-- Page text --

To support adequate management of iron deficiency and anaemia in IBD, Gasché et al. developed a guideline specifically dedicated to this topic.1 In addition, recommendations and treatment algorithms have been included in guidelines on IBD12,13 and IDA15, and also in some review articles.1617 All guidelines and recommendations express the need of increased attention, timely diagnosis and appropriate treatment choice, but differ in their level of specificity, scope and views on the mode of administration. To streamline the available evidence in the light of the heterogeneity of IBD patients, a European group of gastroenterologists initiated a project to develop recommendations on the treatment of NAID/IDA in IBD at the patient-specific level, and to make these recommendations available to practising physicians via an online decision support tool.

Methods

Study design

To develop treatment recommendations at the patient-specific level, we used the RAND/UCLA Appropriateness Method (RUAM).18,19 This modified Delphi method has been widely applied to determine the appropriateness of medical and surgical procedures in various fields of medicine, including several aspects of the management of IBD.2124 The RUAM provides a structured approach to combine best evidence from clinical studies with the collective judgments of a panel of experts. Several studies have shown that the RUAM produces reliable, internally consistent and clinically valid results.2029 The study design is depicted in Figure 1.

Figure 1.

Figure 1

Study design.

-- Data provided --
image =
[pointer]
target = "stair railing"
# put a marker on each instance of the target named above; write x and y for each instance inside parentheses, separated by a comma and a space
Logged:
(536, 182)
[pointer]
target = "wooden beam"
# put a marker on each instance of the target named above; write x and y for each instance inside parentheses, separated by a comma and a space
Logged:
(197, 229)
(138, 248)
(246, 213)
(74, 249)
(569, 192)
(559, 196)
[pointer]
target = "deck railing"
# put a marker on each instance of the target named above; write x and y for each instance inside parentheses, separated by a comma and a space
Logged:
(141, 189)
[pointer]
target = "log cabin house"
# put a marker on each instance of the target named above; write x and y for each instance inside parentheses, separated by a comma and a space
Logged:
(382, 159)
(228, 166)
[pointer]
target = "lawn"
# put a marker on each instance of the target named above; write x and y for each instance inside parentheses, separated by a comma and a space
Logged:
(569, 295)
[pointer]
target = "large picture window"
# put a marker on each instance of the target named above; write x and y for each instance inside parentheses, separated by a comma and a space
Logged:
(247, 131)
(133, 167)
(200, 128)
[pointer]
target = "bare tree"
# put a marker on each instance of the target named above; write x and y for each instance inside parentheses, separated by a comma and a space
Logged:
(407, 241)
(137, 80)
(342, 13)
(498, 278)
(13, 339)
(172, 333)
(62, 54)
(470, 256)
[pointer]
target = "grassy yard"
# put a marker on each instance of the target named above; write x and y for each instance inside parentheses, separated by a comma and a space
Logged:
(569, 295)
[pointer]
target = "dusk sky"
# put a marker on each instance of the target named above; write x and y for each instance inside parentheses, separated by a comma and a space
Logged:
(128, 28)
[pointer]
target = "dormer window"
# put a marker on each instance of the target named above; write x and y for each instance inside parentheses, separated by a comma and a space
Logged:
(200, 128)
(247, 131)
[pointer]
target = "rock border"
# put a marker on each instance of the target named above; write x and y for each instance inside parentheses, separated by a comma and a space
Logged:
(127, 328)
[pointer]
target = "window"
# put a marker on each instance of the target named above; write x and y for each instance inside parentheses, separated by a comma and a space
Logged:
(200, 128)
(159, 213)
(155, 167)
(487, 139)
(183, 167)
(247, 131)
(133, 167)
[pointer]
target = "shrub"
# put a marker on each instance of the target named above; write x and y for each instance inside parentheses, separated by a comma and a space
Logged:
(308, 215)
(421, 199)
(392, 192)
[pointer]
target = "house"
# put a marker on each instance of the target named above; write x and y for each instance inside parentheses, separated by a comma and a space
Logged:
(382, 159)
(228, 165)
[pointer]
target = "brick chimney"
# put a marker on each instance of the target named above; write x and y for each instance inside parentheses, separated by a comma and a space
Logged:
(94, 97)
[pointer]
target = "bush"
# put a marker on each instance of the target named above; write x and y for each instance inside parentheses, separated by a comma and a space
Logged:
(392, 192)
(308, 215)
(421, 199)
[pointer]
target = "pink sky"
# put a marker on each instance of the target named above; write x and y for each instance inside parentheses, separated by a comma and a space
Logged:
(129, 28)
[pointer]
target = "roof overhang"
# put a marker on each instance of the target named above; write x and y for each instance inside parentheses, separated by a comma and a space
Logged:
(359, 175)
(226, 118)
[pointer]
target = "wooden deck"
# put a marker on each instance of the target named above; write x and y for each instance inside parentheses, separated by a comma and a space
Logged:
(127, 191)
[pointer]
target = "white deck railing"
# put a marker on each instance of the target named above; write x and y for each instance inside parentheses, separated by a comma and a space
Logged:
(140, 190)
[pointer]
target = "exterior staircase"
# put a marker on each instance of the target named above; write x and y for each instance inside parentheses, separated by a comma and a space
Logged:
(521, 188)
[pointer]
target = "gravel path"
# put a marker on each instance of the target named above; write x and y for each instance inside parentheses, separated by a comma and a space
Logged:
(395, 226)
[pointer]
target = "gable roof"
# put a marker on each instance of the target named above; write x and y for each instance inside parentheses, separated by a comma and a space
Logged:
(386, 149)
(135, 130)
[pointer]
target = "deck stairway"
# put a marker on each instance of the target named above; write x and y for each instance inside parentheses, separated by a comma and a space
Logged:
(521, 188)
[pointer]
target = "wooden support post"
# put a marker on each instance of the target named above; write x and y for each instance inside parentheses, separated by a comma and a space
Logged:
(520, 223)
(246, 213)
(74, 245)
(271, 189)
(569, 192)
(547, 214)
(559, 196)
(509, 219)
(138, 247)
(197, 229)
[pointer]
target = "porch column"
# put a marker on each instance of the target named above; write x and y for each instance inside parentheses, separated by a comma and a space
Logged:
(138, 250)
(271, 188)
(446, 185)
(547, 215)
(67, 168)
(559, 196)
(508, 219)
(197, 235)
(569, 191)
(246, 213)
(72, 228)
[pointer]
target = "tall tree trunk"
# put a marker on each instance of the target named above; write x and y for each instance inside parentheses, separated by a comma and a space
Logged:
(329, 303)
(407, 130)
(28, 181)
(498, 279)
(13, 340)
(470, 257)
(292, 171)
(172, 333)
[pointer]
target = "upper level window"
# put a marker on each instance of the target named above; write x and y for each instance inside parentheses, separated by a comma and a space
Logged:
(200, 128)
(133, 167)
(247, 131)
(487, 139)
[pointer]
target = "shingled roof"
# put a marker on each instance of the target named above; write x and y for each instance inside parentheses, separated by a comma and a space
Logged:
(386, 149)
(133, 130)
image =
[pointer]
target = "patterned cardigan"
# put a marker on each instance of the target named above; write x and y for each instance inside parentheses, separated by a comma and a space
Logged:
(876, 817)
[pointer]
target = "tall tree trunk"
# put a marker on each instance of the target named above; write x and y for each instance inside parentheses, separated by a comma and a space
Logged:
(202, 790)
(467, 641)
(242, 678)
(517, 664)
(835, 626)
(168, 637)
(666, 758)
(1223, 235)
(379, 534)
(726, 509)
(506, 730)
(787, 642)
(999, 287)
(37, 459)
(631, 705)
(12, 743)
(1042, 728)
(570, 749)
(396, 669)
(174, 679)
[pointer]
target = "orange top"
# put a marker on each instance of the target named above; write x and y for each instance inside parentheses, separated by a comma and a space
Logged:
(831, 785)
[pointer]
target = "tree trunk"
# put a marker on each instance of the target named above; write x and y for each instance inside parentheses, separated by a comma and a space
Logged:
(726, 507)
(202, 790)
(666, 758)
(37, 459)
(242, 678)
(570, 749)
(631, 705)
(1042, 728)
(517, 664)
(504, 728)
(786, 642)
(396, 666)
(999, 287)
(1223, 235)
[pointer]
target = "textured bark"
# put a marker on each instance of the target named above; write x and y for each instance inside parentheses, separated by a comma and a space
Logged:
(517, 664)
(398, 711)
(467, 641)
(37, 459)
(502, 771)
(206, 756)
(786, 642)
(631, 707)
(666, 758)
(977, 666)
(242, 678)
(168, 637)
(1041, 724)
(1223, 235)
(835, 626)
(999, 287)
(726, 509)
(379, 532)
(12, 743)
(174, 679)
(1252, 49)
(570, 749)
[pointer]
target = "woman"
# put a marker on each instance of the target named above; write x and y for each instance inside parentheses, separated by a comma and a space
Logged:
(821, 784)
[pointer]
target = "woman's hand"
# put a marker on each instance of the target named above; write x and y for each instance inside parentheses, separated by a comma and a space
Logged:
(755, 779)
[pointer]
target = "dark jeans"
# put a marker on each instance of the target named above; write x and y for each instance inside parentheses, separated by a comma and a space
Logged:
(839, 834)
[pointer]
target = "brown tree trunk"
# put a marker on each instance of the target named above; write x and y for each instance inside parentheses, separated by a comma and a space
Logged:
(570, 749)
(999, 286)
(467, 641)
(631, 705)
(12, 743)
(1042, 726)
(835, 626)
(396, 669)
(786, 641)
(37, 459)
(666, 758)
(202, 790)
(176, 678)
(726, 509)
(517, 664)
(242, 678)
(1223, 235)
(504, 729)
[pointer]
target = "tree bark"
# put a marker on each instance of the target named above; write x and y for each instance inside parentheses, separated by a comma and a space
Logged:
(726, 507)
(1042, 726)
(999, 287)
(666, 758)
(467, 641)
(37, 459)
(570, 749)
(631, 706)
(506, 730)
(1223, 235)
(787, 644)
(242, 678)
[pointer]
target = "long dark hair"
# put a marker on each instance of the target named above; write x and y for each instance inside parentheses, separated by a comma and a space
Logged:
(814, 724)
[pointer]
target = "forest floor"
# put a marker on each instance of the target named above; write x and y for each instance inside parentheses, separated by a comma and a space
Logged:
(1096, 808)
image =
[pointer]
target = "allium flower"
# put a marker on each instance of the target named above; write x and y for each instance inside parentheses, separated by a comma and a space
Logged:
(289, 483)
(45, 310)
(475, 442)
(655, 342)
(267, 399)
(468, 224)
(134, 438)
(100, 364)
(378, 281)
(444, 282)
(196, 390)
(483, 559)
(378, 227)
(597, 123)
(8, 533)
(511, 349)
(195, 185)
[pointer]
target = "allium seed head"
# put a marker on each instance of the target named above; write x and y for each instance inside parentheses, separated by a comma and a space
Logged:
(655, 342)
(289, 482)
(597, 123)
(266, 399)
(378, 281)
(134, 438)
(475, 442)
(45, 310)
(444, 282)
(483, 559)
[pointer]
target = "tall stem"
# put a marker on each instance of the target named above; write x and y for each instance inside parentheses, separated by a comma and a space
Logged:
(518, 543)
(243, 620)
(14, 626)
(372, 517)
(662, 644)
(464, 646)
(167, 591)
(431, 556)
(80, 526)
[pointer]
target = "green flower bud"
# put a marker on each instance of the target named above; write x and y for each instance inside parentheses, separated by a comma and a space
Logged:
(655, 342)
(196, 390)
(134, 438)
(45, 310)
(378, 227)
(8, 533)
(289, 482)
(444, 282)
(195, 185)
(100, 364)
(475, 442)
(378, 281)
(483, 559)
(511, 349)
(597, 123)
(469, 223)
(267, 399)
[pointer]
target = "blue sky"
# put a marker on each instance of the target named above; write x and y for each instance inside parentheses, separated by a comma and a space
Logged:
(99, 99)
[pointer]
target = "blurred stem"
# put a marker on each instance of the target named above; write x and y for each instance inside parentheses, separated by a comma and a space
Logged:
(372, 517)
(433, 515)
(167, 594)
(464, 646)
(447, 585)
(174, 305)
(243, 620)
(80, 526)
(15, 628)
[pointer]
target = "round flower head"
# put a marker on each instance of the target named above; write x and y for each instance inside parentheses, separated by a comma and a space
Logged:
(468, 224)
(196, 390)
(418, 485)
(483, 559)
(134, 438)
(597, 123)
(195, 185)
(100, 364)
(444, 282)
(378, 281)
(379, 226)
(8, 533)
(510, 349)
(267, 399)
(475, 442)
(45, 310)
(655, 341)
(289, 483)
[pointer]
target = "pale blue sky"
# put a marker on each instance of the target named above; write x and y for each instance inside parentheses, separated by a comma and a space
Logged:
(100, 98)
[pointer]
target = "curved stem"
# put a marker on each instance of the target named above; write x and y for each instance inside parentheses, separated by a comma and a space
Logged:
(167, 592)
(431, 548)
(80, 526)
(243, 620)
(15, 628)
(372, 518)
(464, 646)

-- What is required --
Put this sentence from the text on iron deficiency in IBD into Spanish: "The RUAM provides a structured approach to combine best evidence from clinical studies with the collective judgments of a panel of experts."

-- Task output --
El RUAM proporciona un enfoque estructurado para combinar la mejor evidencia de los estudios clínicos con los juicios colectivos de un panel de expertos.